From the entries below, say how many lines carry the word "satellite", and give nothing but the number.

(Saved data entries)
-=-=-

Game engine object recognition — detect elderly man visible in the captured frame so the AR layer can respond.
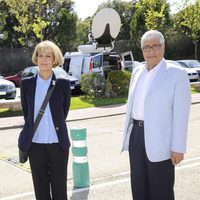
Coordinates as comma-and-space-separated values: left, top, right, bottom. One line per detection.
122, 30, 191, 200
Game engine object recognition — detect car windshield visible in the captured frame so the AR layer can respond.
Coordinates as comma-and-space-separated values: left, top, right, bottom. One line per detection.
22, 66, 70, 79
167, 60, 184, 68
178, 60, 200, 68
185, 60, 200, 68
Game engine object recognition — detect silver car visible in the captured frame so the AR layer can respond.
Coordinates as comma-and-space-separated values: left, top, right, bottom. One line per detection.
0, 77, 16, 99
166, 60, 199, 82
177, 60, 200, 78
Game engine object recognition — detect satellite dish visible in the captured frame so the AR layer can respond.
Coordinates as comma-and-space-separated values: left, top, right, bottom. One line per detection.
91, 8, 121, 47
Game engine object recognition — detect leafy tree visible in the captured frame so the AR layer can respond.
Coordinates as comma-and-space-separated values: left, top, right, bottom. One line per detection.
2, 0, 77, 49
5, 0, 48, 46
0, 0, 22, 47
130, 0, 171, 48
174, 0, 200, 59
75, 18, 92, 47
0, 12, 7, 41
53, 5, 78, 52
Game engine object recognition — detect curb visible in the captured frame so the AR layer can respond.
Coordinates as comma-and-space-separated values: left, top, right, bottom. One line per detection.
0, 101, 199, 131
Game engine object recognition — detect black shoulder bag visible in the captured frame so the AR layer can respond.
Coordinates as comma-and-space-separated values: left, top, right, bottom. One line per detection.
19, 82, 56, 163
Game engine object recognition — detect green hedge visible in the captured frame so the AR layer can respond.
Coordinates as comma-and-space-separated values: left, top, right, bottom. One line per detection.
81, 70, 131, 98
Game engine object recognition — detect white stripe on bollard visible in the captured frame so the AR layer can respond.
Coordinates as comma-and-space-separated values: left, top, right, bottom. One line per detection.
73, 156, 88, 163
72, 140, 86, 148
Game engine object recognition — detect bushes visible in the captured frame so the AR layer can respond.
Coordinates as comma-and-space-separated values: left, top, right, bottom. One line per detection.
81, 73, 106, 98
107, 70, 131, 97
81, 70, 131, 98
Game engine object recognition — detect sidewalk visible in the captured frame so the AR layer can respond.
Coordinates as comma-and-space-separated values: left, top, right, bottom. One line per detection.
0, 93, 200, 130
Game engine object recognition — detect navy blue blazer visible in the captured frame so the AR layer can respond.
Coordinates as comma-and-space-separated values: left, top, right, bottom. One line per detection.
18, 72, 71, 152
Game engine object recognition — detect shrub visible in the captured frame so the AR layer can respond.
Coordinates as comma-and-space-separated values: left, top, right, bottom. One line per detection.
80, 73, 106, 98
107, 70, 131, 97
81, 70, 131, 98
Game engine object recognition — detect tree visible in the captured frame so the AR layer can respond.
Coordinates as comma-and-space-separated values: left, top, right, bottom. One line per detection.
130, 0, 171, 48
2, 0, 77, 49
75, 18, 92, 47
53, 5, 78, 52
5, 0, 48, 46
0, 12, 7, 41
174, 0, 200, 59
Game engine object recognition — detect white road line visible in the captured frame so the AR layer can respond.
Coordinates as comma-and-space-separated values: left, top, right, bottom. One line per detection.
176, 162, 200, 170
0, 192, 34, 200
1, 159, 200, 200
181, 156, 200, 163
69, 178, 130, 195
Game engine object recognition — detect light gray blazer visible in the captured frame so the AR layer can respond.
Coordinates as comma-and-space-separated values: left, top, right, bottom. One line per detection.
122, 59, 191, 162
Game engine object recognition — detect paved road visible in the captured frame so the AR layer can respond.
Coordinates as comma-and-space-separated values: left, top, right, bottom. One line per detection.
0, 104, 200, 199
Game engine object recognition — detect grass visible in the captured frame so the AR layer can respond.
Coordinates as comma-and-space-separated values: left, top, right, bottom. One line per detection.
0, 108, 23, 118
0, 86, 198, 118
190, 86, 199, 94
71, 96, 127, 110
0, 96, 127, 118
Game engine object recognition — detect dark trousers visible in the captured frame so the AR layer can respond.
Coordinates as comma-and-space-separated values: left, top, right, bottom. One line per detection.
129, 125, 175, 200
29, 143, 69, 200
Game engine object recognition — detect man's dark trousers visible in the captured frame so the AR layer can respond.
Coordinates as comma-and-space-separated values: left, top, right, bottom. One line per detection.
129, 123, 175, 200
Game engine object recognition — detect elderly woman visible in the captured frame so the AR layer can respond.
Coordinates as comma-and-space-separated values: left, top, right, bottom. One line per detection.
18, 40, 71, 200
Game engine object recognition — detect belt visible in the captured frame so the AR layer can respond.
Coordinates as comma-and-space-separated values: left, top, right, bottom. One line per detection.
133, 119, 144, 127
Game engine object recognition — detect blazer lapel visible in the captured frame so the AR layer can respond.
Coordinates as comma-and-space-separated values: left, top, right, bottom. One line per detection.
49, 72, 57, 112
129, 66, 145, 97
126, 66, 145, 117
48, 72, 56, 91
30, 75, 37, 124
146, 60, 168, 96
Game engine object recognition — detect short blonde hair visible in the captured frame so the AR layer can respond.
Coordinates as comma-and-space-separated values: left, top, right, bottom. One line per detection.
32, 40, 63, 67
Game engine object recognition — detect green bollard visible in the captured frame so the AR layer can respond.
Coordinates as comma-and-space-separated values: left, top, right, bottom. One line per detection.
70, 126, 90, 187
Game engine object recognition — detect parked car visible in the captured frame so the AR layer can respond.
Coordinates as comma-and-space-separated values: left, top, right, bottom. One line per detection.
21, 66, 79, 90
4, 71, 22, 87
0, 77, 16, 99
176, 60, 200, 77
166, 60, 199, 82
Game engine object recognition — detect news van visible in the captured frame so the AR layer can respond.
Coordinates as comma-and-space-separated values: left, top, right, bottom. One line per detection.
62, 8, 134, 88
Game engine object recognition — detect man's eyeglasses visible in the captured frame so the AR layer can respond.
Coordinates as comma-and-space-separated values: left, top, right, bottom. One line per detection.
142, 44, 162, 52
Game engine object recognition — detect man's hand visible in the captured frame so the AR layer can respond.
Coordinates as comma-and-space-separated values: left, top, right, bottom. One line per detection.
171, 151, 184, 165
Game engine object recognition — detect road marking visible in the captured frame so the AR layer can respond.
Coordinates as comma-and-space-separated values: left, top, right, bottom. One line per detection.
1, 158, 200, 200
0, 192, 34, 200
176, 162, 200, 170
181, 156, 200, 163
0, 152, 31, 173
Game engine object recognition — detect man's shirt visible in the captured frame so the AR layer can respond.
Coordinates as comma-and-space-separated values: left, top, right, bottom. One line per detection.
131, 59, 164, 120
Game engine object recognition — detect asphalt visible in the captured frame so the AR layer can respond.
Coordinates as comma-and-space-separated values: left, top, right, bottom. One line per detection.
0, 93, 200, 130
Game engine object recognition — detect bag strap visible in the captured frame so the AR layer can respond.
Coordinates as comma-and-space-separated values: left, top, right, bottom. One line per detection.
33, 81, 56, 133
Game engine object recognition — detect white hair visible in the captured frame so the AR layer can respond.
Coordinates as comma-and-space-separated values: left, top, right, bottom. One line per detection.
141, 30, 165, 48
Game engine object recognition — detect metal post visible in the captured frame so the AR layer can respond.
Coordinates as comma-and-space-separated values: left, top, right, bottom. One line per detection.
70, 126, 90, 187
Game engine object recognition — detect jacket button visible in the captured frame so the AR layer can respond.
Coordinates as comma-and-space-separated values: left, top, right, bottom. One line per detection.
55, 127, 59, 131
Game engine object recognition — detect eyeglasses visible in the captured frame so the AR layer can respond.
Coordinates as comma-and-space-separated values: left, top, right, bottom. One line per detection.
142, 44, 162, 52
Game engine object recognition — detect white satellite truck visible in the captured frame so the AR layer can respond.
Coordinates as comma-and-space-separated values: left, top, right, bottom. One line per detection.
62, 8, 134, 89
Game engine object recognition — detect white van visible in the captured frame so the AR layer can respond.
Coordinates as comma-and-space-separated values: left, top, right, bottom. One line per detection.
62, 51, 127, 88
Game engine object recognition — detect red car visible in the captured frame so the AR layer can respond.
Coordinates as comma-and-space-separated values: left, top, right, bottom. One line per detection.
4, 71, 22, 87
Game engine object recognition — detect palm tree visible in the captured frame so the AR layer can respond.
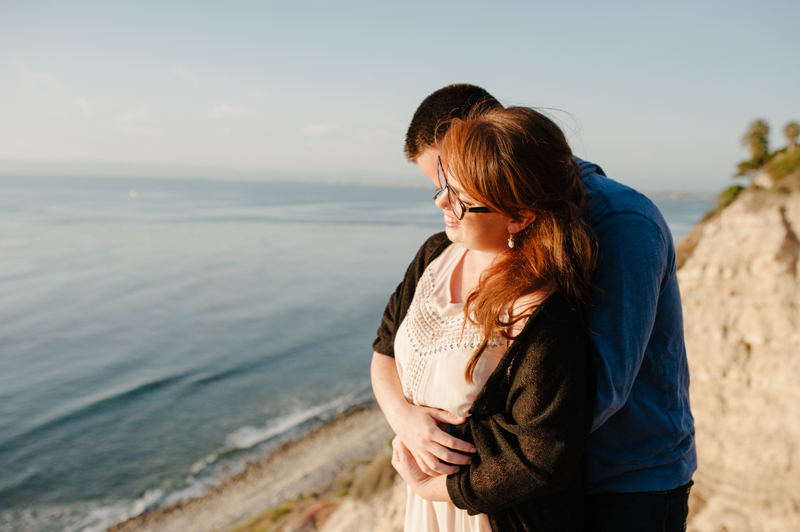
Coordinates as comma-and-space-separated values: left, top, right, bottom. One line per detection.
736, 119, 771, 176
784, 122, 799, 152
742, 119, 770, 158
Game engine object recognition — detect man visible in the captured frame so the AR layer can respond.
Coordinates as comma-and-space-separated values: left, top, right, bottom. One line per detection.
372, 84, 696, 531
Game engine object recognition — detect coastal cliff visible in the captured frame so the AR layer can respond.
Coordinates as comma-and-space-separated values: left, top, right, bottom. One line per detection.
678, 187, 800, 531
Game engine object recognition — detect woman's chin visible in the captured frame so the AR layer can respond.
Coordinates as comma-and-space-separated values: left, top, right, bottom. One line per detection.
444, 226, 460, 241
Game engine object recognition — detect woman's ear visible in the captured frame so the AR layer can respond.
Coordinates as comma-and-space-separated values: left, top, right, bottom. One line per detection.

-=-=-

* Task answer:
2